> **Text excerpt**:
Start
# You don't still use a screen saver, do you?



## MA-Caver (Jun 24, 2008)

> *You don't still use a screen saver, do you?*
> (full article) http://green.yahoo.com/blog/forecastearth/49/you-don-t-still-use-a-screen-saver-do-you.html
> By Don Willmott , Forecast Earth Correspondent Posted Wed Jun 11, 2008 6:36pm PDT
> I'm happy that at this stage in my career I often find myself writing articles about energy-efficient ways to use computers, peripherals, gadgets, and consumer electronics. It makes me feel so, you know, virtuous.
> ...


Flying toasters... sheesh I haven't seen those in YEARS! :lol: 
I've also not used screen savers for years. Found them to be especially annoying... particularly when you're trying to read an e-novel and forget to turn it off. 
The only time I use a screen saver is when we have guests and I turn on a slide-show of my caving pictures as it were.


----------



## Bob Hubbard (Jun 24, 2008)

Mine used to be anime girls battling across the screen. Stopped working when I went to XP, and since I take my laptop onsite alot, didn't seem right to keep running.
I've got that 3d pipes thing that comes with XP now.


----------



## jkembry (Jun 24, 2008)

My screen is beyond saving.:BSmeter:

Truthfully, I haven't used one in years.


----------



## mrhnau (Jun 24, 2008)

I normally keep a slide show of family pictures. Fedora offers a few cools ones though, but they get annoying after a while. The standard XP ones get old quickly too


----------



## arnisador (Jun 24, 2008)

I saw that--I don't use one any more. All my monitors just go blank after a few minutes nowadays.


----------



## Dave Leverich (Jun 25, 2008)

I still use one, basically just to have a 'closed book' on the computer when I'm away. Although I have the blank screen in 10 minutes anyway. I find them naustalgic . And yes, I'd get After Dark's flying toasters if they made a new OSX version heh.


----------
End
> **Data**:
Start
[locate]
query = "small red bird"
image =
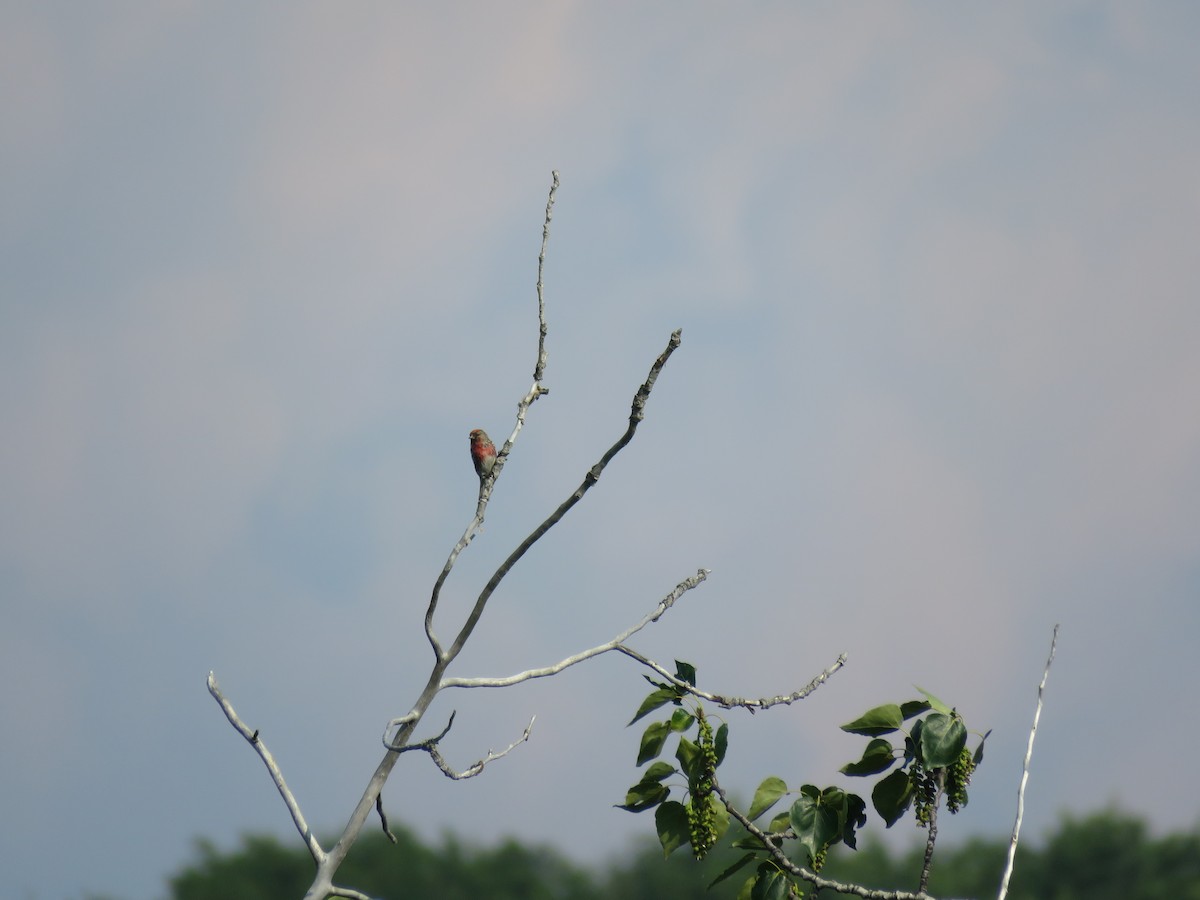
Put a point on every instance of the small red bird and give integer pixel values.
End
> **Objectives**:
A) Reproduce the passage of the screen saver thread from "I normally keep" to "arnisador (Jun 24, 2008)".
B) In the screen saver thread, what did Bob Hubbard's screen saver used to show?

> **Set of answers**:
A)
I normally keep a slide show of family pictures. Fedora offers a few cools ones though, but they get annoying after a while. The standard XP ones get old quickly too


----------



## arnisador (Jun 24, 2008)

B) Anime girls battling across the screen.